Written problem 1 =>
Rewrite the appeal judgment starting at "Learned counsel submitted" and ending at "the sitting room.", substituting "living room" for "sitting room".
Written problem 2 =>
According to the appeal judgment, at about what time did the incident take place?
* start Document extract *
Finally, counsel for the 1st appellant submitted that as there were serious doubts as to the cogency of the evidence relied upon by the Court of Appeal as corroborative evidence, which evidence was of a general nature, there was no sufficient evidence to establish that the 1st appellant committed the murder and both grounds of appeal should be allowed.


As pointed out earlier, counsel for the 2nd appellant argued the three substantive grounds together. These grounds addressed the manner in which the Court of Appeal reevaluated the evidence at the trial in respect of the two issues of identification and corroboration. Counsel submitted that the Court of Appeal failed to give due consideration to evidence suggesting that the conditions under which the identification of the assailants occurred did not favour correct identification, that the scene had been tampered with before the arrival of the police, that the single identifying witness was unreliable, and that the circumstantial evidence was weak.


Learned counsel submitted that the conditions were unfavourable for correct identification. He referred to the Court of Appeal’s conclusion that though the incident occurred at around 2.30 a.m. PW6 was awake and there was electric light coming from the sitting room and security light over a low wall separating the bedroom from the sitting room.


He argued that the Court of Appeal did not take into account other evidence suggesting that if such light existed at all, it must have been poor or ineffective in aiding visibility. He submitted that this was because there was evidence from PW10 and PW7 to show that despite the existence of that light there was a need for a lantern lamp to be used by the first people who came at the scene and the police who came later and decided to enter the house. He contended that had the Court of Appeal reevaluated that evidence it would have come to the conclusion that the identification done by PW6 in such conditions was unsafe since the possibility of his having been honest but mistaken was not ruled out.
* end Document extract *
* start Entries shown *
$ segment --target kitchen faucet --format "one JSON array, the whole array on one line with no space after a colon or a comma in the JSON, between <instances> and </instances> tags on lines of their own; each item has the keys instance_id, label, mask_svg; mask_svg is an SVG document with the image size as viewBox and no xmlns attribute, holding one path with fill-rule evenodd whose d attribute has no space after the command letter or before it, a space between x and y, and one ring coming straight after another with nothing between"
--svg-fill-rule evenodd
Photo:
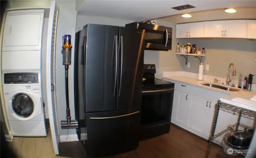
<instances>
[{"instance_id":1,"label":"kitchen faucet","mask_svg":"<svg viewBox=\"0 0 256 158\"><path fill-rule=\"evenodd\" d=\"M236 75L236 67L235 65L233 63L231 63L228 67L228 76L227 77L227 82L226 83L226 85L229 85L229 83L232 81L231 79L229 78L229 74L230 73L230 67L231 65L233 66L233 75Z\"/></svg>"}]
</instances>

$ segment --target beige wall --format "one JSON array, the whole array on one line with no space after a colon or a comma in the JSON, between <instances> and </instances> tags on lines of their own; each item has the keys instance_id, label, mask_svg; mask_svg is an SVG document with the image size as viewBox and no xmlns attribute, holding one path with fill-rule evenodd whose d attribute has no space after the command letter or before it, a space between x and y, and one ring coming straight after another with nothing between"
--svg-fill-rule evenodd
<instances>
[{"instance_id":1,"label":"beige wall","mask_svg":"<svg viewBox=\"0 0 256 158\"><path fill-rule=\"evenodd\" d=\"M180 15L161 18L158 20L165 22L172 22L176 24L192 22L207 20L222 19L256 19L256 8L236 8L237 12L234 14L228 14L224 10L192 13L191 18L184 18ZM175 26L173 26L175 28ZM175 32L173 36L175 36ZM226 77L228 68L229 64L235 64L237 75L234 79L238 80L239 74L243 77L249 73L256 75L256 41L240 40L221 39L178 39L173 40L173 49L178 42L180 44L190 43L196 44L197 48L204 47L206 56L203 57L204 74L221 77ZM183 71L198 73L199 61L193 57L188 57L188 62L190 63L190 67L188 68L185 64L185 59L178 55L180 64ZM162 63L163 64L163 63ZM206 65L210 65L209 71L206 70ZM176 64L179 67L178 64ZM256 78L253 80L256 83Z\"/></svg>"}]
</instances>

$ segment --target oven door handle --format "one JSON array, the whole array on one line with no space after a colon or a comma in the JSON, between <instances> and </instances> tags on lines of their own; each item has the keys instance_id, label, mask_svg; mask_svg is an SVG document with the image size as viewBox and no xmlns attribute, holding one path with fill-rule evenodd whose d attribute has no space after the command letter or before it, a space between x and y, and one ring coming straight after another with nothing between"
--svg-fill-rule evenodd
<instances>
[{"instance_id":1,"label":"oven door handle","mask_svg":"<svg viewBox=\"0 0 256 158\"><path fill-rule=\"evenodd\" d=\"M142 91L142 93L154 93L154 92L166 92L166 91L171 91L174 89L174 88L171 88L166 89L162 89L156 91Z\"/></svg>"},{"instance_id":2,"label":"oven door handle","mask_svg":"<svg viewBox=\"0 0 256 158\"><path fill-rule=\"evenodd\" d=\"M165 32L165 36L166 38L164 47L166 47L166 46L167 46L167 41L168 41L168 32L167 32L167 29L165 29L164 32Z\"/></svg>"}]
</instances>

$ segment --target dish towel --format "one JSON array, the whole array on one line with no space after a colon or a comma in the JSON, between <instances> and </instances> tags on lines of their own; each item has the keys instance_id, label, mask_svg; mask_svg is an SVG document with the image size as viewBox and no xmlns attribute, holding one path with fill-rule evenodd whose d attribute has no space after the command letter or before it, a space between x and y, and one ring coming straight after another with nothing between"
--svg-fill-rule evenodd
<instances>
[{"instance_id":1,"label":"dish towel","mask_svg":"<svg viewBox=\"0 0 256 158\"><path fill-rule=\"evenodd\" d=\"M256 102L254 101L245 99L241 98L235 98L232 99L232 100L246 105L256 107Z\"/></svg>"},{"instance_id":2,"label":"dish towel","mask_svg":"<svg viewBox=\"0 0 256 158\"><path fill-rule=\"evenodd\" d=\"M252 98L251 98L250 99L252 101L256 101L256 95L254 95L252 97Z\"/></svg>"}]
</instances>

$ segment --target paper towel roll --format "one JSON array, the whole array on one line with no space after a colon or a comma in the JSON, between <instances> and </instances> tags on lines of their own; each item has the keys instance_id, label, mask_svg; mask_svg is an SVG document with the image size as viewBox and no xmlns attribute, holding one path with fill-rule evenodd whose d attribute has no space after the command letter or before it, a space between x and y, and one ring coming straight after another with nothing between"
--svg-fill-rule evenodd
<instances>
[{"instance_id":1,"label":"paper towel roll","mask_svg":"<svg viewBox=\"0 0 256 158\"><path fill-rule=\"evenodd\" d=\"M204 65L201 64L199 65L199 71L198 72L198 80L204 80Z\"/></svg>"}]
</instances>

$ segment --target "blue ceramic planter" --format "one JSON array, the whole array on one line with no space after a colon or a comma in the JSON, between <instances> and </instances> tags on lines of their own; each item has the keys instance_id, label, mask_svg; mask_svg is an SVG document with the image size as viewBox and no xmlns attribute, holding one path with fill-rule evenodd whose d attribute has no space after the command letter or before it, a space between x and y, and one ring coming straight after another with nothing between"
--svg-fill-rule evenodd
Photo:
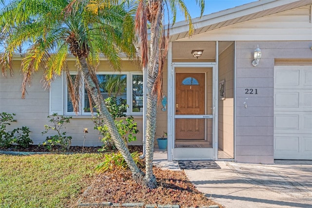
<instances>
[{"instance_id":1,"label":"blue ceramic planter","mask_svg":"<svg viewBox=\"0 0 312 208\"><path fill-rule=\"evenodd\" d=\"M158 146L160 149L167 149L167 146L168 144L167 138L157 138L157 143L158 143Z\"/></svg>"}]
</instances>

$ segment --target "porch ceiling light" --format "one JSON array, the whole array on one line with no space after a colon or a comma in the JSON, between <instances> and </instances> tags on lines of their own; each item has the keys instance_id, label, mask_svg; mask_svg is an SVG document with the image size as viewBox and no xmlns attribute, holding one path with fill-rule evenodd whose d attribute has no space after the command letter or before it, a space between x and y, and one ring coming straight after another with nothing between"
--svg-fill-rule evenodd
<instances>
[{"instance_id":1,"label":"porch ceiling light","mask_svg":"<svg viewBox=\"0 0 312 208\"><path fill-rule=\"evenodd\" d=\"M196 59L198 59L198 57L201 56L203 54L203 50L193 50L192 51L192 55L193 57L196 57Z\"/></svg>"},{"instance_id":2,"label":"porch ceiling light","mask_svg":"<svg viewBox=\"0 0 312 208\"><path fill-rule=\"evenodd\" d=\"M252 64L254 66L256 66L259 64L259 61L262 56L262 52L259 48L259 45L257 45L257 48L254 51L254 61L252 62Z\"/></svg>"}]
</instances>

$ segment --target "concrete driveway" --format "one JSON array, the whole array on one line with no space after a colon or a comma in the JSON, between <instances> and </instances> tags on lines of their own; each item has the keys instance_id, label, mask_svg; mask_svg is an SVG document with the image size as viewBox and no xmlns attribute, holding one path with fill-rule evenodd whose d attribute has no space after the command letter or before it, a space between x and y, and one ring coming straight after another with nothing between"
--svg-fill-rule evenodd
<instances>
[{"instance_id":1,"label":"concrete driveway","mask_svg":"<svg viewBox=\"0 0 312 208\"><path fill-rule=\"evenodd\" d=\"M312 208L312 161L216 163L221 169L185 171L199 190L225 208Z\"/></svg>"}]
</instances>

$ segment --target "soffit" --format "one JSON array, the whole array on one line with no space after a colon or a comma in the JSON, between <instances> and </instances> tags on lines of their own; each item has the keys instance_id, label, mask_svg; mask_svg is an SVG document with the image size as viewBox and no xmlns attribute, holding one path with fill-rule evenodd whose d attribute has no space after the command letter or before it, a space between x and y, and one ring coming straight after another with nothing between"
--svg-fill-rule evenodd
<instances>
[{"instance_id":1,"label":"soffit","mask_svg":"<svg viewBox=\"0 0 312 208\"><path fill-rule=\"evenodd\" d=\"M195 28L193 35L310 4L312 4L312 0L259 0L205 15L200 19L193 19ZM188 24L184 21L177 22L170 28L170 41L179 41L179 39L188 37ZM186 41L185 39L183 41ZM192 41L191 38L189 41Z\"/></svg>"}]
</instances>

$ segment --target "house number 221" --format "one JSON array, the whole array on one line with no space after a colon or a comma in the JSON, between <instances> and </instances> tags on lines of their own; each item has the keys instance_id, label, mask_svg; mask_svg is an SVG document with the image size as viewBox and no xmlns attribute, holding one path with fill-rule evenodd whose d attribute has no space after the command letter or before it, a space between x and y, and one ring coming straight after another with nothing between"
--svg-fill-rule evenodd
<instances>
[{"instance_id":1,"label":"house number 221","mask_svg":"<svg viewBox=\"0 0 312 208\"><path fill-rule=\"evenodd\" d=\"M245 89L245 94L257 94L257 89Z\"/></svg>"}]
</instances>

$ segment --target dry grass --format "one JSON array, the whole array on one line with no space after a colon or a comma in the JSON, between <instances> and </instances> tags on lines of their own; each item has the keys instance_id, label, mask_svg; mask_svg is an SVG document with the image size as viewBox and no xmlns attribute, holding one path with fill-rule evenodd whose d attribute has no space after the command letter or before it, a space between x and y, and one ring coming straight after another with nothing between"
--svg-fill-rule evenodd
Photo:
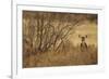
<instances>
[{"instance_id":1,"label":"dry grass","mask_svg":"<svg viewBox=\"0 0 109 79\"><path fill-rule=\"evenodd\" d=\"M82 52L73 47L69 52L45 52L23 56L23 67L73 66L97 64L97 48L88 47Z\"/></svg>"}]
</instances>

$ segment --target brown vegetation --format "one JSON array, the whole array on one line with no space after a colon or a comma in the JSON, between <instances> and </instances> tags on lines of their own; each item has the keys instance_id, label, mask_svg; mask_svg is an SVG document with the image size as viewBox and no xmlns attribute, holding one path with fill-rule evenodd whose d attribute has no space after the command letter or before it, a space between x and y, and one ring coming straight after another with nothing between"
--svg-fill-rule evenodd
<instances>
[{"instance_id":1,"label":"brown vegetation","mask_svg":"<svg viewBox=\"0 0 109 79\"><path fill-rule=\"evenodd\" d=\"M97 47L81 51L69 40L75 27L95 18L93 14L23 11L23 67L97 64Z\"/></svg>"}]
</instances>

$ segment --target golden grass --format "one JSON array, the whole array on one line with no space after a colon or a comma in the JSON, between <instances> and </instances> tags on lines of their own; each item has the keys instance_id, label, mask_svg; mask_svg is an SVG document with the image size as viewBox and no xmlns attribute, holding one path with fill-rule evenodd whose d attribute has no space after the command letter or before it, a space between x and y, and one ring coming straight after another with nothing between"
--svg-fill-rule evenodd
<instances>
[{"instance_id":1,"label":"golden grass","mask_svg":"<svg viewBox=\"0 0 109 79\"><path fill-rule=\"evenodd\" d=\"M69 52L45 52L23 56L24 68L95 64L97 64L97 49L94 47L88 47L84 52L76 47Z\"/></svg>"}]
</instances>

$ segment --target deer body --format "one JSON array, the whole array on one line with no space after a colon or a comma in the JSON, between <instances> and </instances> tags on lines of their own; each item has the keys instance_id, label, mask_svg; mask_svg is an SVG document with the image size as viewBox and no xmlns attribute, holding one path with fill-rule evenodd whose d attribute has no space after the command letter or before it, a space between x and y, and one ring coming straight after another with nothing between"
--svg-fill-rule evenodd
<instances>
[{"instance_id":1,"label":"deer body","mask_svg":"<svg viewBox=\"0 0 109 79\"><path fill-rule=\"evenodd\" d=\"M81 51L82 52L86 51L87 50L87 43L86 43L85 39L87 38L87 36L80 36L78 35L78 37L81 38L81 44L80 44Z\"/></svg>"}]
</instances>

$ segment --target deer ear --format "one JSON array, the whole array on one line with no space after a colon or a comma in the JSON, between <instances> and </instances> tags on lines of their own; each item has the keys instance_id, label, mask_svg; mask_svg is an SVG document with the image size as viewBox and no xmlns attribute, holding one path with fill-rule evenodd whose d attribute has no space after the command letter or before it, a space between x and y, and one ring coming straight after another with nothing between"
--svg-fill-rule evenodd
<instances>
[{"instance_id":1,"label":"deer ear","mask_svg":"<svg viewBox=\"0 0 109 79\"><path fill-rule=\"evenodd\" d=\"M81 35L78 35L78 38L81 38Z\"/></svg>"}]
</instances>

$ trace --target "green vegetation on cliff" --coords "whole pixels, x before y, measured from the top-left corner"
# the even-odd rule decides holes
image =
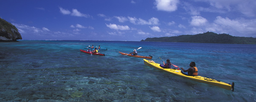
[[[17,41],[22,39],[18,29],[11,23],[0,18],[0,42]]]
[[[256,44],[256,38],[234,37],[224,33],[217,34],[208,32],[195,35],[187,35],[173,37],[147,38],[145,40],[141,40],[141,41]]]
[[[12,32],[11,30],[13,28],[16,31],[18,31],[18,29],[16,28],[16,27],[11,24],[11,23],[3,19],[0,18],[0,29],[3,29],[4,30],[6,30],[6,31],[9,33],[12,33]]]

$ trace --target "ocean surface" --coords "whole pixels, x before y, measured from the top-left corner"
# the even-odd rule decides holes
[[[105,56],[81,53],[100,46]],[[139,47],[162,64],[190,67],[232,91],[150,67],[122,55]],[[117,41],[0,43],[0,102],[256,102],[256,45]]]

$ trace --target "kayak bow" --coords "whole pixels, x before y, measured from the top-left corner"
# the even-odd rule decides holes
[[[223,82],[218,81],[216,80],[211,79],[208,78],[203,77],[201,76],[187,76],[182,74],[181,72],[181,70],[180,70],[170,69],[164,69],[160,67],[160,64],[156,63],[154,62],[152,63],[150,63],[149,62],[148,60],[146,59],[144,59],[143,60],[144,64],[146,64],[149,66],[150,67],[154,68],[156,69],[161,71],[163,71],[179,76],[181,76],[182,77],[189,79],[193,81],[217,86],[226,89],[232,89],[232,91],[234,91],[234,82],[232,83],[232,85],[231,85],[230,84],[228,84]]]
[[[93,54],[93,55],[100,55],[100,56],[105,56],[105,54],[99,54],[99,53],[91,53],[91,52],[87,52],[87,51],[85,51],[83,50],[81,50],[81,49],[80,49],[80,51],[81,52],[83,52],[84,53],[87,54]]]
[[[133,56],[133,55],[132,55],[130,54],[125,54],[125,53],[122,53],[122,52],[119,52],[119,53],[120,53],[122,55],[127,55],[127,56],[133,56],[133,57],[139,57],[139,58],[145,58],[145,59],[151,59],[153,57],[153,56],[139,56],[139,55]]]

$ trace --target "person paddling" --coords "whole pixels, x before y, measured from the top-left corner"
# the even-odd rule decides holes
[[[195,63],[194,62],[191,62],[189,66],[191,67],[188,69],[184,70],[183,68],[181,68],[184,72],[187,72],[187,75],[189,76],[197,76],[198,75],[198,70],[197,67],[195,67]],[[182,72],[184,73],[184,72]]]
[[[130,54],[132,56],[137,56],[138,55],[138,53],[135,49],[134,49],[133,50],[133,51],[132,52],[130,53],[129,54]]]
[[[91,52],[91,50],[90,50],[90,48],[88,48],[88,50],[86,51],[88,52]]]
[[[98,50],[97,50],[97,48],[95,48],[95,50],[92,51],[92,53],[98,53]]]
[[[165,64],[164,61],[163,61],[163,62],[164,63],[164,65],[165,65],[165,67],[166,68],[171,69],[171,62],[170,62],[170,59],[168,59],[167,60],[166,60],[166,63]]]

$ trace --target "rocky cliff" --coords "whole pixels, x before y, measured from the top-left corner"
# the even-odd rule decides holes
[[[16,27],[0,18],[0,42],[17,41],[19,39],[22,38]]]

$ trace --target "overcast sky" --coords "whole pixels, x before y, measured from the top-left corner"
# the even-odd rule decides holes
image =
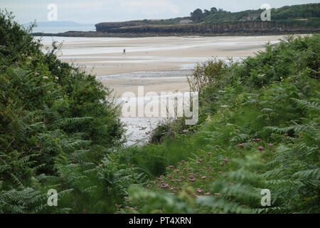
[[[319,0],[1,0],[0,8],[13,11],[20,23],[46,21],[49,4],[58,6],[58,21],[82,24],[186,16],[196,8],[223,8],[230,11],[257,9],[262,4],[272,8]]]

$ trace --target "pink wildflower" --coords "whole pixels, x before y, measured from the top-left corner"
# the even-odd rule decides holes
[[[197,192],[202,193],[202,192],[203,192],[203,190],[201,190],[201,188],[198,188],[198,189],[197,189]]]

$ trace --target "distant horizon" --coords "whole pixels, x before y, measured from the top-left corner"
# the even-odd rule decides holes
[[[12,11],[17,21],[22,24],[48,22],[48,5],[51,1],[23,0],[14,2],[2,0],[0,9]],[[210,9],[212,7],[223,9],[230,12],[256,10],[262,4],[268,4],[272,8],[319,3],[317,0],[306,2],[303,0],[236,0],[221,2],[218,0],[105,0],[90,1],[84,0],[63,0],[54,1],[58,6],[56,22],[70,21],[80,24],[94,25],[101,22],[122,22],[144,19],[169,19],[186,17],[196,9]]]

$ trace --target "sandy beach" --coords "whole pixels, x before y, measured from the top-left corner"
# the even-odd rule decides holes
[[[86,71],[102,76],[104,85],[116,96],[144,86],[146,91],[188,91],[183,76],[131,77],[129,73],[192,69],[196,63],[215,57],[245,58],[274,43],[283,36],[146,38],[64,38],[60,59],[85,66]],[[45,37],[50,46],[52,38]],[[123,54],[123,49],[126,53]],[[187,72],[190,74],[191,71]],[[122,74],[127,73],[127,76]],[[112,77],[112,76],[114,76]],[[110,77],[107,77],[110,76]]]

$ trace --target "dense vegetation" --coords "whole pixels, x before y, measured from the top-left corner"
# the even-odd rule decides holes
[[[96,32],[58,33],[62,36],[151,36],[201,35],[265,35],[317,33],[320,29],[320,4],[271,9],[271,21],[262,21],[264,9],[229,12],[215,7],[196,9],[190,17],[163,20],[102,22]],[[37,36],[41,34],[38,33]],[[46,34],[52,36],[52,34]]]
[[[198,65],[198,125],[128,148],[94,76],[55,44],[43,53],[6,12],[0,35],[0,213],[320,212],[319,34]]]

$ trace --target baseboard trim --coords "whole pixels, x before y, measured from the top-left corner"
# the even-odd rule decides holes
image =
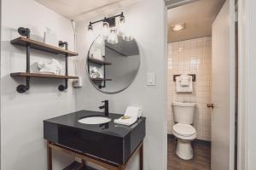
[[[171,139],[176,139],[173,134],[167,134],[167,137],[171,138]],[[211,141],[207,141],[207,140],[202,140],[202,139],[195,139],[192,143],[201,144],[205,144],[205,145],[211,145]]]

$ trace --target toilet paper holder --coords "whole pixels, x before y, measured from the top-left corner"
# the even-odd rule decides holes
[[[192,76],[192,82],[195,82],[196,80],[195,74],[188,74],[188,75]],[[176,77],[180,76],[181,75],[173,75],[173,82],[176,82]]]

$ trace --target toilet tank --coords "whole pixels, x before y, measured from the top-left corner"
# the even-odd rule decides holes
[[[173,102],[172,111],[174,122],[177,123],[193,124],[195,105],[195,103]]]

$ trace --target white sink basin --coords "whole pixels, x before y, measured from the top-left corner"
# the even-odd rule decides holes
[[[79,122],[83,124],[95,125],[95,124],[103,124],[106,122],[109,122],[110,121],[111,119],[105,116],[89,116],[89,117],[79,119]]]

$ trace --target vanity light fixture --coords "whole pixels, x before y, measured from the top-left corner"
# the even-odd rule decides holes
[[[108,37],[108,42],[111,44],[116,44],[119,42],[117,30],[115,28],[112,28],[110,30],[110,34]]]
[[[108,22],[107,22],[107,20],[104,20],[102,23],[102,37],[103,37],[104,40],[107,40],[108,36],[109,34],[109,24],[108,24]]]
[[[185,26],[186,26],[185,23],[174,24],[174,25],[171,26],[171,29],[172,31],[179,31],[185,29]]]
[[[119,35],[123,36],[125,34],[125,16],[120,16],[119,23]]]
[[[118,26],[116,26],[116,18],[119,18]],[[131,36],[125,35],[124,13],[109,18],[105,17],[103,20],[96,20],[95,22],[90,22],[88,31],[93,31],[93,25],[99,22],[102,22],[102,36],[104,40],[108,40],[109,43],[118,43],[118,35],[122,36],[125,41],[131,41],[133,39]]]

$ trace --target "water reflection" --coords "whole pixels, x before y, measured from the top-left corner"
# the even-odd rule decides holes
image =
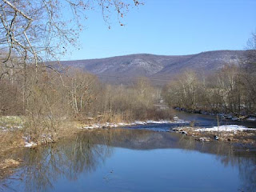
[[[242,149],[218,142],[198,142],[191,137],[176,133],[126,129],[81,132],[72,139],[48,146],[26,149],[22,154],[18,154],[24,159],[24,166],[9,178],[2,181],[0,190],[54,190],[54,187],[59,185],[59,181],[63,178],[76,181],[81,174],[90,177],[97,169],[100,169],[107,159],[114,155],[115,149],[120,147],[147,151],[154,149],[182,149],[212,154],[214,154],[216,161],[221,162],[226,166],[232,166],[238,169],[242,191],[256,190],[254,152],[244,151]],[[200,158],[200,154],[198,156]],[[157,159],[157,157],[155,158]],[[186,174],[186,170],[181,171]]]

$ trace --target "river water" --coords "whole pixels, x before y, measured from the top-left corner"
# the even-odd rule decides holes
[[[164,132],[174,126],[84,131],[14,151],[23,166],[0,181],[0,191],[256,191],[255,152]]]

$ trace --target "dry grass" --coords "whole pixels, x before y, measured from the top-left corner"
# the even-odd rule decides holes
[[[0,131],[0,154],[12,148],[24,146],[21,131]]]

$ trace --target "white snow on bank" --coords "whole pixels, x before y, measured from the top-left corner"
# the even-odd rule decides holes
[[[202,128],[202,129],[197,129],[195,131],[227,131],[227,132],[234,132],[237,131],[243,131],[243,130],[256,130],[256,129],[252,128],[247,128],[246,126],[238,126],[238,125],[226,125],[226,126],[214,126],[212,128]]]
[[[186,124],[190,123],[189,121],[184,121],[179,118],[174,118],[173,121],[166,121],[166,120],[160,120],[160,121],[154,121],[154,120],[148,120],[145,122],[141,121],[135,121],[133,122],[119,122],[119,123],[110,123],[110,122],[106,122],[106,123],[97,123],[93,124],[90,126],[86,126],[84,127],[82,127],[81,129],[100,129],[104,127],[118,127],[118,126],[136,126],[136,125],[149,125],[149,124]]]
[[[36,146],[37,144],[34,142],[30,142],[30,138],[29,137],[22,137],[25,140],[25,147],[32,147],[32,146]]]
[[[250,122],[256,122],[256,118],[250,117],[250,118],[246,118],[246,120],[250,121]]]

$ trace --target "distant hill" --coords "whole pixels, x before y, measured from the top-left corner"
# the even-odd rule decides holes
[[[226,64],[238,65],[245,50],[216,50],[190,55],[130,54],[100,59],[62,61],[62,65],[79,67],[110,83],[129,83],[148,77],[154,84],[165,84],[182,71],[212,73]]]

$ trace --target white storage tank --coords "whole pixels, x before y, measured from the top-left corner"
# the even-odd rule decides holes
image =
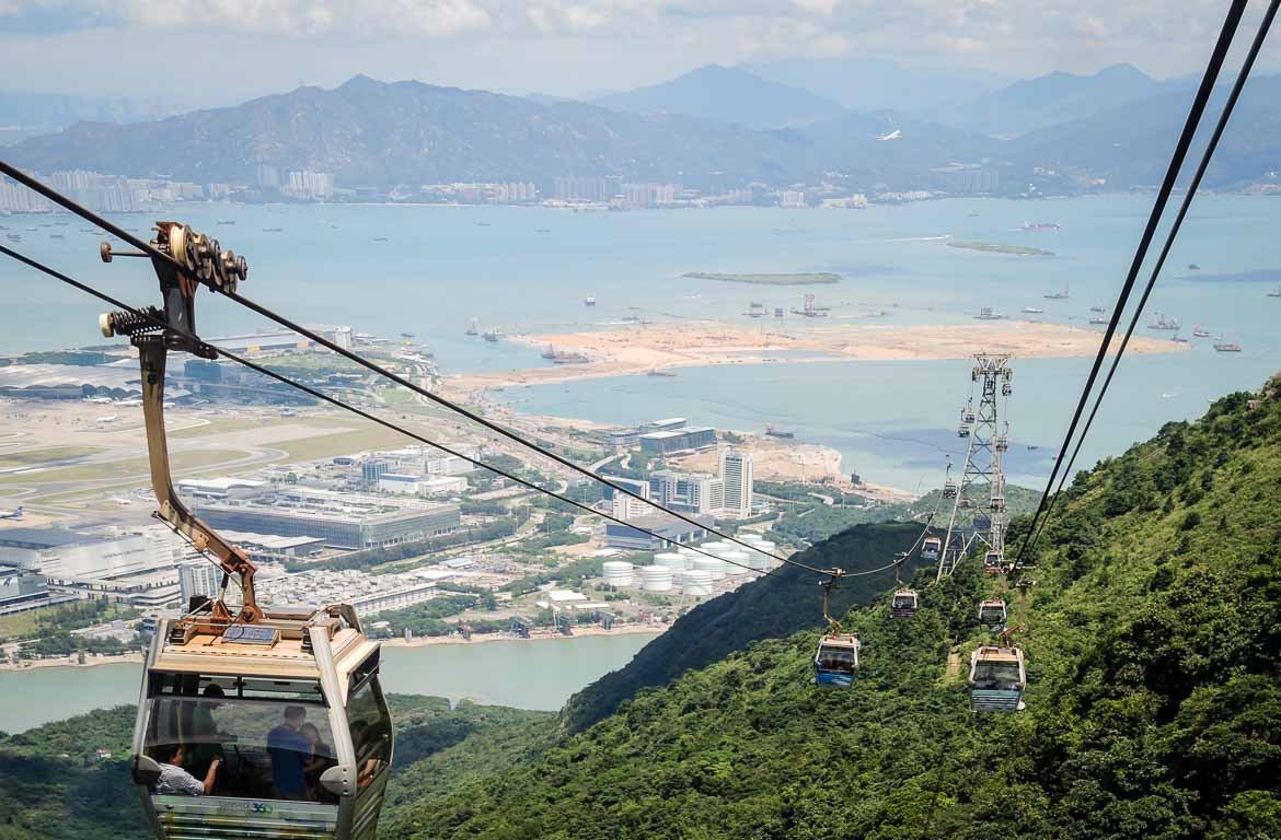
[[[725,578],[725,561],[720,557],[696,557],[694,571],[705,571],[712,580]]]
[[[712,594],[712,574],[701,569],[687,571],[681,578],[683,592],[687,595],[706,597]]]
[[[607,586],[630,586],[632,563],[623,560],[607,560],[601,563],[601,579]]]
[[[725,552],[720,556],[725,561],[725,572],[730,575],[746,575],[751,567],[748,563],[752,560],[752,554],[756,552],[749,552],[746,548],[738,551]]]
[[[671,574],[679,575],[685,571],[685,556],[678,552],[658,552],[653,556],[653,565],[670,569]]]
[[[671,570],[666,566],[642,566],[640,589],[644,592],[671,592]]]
* end Entries shown *
Worked answer 1 =>
Learned counsel submitted that the conditions were unfavourable for correct identification. He referred to the Court of Appeal’s conclusion that though the incident occurred at around 2.30 a.m. PW6 was awake and there was electric light coming from the living room and security light over a low wall separating the bedroom from the living room.

Worked answer 2 =>
Around 2.30 a.m.